* _Extract to read_
———
Novel approach in green chemistry: automated enzyme screening simulation methods for plastic waste recycling

The use of plastics has become indispensable in our everyday lives over the years, but it is now one of the greatest environmental challenges of our time. PlasticEurope - Association of Plastics Manufacturers reports that in 2022, less than 20% of global plastic waste was recycled, despite the fact that more than 390 million tonnes of plastic were produced globally.

Currently, there are two ways to recycle plastics: mechanically and chemically. Mechanical recycling cannot be turned into different types of plastic, and there is a limit to how many times the plastic can be recycled before it deteriorates. Chemical recycling is a process that breaks down plastic at a molecular level which can then be used to create new plastics. It offers a highly effective way to deal with plastic waste and reduce its environmental impact.
———
* _Data_
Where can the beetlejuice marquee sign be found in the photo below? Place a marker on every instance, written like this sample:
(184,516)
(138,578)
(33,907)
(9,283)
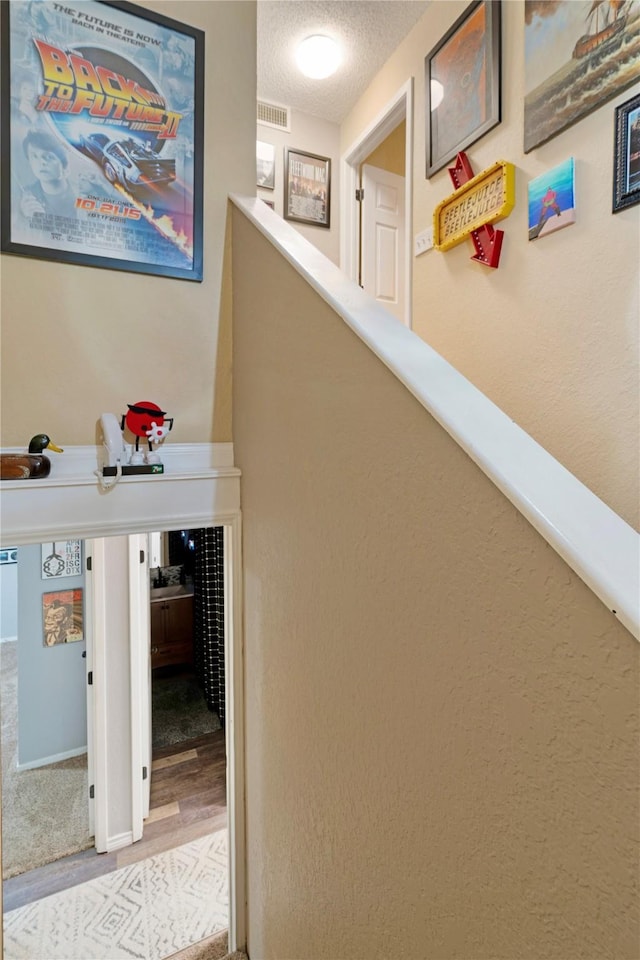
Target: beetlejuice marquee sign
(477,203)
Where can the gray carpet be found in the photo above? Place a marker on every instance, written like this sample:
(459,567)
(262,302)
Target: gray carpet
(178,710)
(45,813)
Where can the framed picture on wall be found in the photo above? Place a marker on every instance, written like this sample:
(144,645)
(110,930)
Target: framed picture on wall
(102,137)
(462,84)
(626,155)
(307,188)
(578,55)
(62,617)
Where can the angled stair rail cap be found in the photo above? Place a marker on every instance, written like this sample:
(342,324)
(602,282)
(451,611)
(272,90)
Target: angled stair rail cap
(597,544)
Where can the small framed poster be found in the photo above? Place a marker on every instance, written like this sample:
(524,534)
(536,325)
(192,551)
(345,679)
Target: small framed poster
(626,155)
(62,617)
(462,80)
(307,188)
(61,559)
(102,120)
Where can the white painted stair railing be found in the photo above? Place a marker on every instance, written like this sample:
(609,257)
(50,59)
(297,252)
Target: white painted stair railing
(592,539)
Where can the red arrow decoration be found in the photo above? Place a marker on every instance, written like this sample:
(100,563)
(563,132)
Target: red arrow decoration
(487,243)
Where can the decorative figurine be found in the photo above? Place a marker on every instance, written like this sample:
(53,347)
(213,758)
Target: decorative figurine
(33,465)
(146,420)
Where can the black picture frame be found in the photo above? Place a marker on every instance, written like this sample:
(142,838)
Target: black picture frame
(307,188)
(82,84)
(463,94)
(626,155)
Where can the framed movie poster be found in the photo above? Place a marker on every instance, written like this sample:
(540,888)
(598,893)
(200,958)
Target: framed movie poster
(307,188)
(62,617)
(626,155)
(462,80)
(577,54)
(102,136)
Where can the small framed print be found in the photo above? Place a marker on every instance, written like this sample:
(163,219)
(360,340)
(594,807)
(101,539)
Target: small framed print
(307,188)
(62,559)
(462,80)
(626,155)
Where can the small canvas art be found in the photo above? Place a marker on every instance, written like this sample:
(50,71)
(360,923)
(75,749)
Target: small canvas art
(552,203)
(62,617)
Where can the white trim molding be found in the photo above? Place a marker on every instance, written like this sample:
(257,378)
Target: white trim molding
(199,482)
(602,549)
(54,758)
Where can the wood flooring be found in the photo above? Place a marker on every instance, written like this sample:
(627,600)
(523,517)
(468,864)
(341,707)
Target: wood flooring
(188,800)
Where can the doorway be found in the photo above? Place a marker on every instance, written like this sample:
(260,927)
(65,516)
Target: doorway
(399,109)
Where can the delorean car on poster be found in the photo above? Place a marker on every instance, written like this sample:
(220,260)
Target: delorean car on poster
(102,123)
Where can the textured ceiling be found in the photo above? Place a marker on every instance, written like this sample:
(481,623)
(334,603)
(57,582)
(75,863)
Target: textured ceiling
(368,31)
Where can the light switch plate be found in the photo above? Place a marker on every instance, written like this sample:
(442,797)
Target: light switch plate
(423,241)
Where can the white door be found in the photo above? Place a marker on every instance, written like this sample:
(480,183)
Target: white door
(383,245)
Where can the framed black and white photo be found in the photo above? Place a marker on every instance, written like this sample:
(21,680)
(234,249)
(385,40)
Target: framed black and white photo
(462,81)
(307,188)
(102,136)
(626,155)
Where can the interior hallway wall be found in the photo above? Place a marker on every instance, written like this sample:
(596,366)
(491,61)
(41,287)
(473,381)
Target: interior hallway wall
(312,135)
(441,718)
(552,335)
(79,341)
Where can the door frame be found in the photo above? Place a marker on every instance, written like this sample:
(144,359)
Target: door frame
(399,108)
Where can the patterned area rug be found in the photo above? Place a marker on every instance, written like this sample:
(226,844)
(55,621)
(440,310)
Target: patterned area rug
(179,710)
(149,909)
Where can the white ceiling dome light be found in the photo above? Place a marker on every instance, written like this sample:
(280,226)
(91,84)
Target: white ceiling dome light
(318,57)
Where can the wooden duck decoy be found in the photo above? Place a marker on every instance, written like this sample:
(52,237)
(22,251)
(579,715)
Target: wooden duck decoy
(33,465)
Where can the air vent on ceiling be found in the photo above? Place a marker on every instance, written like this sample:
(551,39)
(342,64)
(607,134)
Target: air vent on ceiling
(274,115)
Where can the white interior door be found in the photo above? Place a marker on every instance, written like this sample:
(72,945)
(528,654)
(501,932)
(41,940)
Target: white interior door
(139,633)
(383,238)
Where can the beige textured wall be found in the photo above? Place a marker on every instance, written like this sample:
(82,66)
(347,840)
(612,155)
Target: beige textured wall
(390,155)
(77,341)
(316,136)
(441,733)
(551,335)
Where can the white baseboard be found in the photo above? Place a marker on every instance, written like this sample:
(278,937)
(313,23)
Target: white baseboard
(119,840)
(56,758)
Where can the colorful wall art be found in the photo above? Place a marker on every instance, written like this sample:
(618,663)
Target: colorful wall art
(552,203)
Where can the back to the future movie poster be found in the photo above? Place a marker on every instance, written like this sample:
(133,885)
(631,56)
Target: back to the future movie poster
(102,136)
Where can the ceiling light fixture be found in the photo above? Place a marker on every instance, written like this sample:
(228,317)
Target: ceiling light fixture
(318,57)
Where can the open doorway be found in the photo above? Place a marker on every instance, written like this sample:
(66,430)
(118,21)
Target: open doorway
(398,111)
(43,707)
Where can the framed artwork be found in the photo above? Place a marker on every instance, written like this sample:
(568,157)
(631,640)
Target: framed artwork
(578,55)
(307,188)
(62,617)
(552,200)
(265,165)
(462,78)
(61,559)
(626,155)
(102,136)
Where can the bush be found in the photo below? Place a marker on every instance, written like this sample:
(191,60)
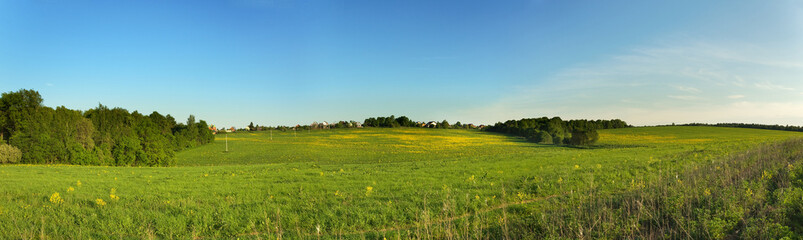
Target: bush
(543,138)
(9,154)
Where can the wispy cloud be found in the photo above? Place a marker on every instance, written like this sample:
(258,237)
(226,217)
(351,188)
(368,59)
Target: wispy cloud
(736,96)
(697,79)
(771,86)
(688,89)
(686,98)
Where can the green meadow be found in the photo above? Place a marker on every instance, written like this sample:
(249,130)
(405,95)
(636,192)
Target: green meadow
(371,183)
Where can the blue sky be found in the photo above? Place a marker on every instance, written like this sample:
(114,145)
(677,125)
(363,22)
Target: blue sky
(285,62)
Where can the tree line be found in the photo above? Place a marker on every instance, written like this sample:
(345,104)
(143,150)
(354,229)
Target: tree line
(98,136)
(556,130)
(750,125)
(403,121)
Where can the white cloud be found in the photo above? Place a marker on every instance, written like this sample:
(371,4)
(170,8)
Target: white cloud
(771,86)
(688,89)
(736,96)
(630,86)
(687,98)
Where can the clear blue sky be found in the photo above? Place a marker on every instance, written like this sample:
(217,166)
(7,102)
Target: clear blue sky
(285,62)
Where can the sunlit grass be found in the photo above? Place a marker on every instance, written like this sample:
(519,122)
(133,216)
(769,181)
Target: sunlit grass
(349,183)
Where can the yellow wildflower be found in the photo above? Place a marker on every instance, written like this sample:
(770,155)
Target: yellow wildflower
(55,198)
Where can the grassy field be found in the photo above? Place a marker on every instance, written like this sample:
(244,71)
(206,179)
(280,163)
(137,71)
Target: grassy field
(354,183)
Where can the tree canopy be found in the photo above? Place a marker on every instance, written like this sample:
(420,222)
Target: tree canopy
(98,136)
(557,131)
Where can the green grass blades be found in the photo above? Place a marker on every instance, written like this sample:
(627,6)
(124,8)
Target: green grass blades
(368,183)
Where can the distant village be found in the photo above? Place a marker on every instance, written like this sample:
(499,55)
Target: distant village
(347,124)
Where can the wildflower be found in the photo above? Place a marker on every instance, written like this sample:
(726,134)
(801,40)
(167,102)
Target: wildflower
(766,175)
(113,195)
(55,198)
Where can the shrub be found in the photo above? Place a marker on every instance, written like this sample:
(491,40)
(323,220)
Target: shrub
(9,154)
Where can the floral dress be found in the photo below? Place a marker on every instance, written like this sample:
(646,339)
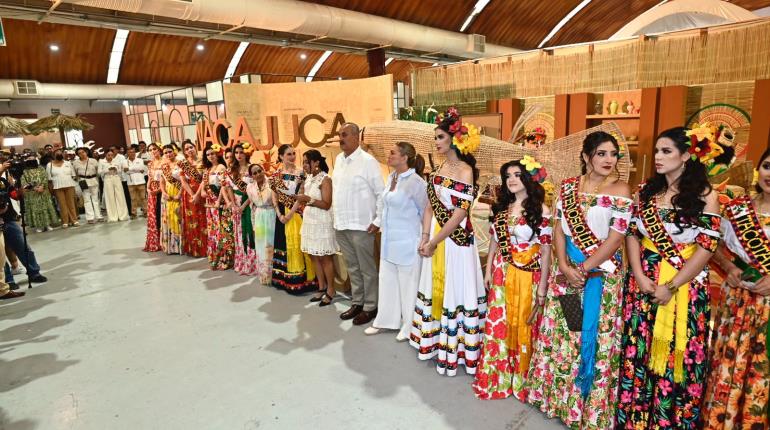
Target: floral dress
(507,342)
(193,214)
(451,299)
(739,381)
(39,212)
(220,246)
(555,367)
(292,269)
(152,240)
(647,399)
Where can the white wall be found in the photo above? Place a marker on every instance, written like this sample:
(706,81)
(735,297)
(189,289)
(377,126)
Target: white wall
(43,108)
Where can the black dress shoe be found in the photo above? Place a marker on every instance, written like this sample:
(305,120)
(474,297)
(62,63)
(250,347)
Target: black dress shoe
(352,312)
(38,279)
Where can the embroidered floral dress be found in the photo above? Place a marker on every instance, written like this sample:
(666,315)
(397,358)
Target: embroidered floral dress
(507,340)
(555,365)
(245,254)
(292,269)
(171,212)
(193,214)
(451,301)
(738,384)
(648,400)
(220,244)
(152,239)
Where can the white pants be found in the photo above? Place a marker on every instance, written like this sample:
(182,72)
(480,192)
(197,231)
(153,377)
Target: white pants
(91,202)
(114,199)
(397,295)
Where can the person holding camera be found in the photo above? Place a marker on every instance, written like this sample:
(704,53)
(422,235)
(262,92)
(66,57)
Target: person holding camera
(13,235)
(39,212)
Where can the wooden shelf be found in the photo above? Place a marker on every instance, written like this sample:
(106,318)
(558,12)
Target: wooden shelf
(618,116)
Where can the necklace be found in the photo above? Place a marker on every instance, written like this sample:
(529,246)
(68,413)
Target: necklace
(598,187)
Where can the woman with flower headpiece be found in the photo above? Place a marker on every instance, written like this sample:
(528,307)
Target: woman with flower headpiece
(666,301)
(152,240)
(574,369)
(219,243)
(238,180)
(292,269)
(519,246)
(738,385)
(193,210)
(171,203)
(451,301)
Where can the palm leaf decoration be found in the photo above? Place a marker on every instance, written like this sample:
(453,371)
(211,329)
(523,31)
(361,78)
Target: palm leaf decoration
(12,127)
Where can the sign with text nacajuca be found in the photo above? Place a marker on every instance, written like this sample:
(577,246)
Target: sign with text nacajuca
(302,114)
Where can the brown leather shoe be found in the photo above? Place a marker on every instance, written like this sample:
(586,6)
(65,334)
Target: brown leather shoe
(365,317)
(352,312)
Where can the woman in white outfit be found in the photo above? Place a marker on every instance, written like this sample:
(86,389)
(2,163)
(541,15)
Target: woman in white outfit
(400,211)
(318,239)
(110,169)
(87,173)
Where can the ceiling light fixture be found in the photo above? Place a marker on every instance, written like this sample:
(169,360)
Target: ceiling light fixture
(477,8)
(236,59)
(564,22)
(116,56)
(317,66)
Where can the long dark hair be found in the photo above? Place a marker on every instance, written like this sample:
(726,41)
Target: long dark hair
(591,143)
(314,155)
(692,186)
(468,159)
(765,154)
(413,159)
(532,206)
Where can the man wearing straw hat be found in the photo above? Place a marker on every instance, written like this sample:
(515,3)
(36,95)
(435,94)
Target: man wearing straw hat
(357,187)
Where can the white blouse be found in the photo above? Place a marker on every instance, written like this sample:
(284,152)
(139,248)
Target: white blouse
———
* _Your tasks_
(1) Update the part of the plastic recycling text that opens with the words "The use of plastics" and closes with "were produced globally.", replacing "tonnes" with "metric tons".
(2) Write the next part of the plastic recycling text, picking up after its final sentence.

* _Written answers_
(1)
The use of plastics has become indispensable in our everyday lives over the years, but it is now one of the greatest environmental challenges of our time. PlasticEurope - Association of Plastics Manufacturers reports that in 2022, less than 20% of global plastic waste was recycled, despite the fact that more than 390 million metric tons of plastic were produced globally.

(2)
In this context, green chemistry is a growing field dedicated to finding innovative and sustainable solutions to the world's environmental challenges such as plastic pollution. In particular, enzymatic degradation has emerged as an innovative and greener alternative to mechanical plastic recycling. It involves the use of enzymes to break down plastic materials into their basic components, making them easier to recycle. This method offers several advantages, including reduced energy consumption and the ability to recycle a wider range of plastics.

Engineered enzymes for plastic recycling purposes

Enzymes are biological catalysts (also known as biocatalysts) that speed up chemical reactions. They have unique properties that allow them to break down various molecules without causing harm to the environment. Unlike traditional chemical methods that often use harsh and toxic substances, enzymatic degradation offers a greener alternative. Enzymatic degradation can be used in the recycling of waste materials, such as plastics. Certain enzymes have the ability to break down plastic polymers, converting them into their original monomers. This allows for easier recycling and reduces the accumulation of plastic waste in landfills and oceans.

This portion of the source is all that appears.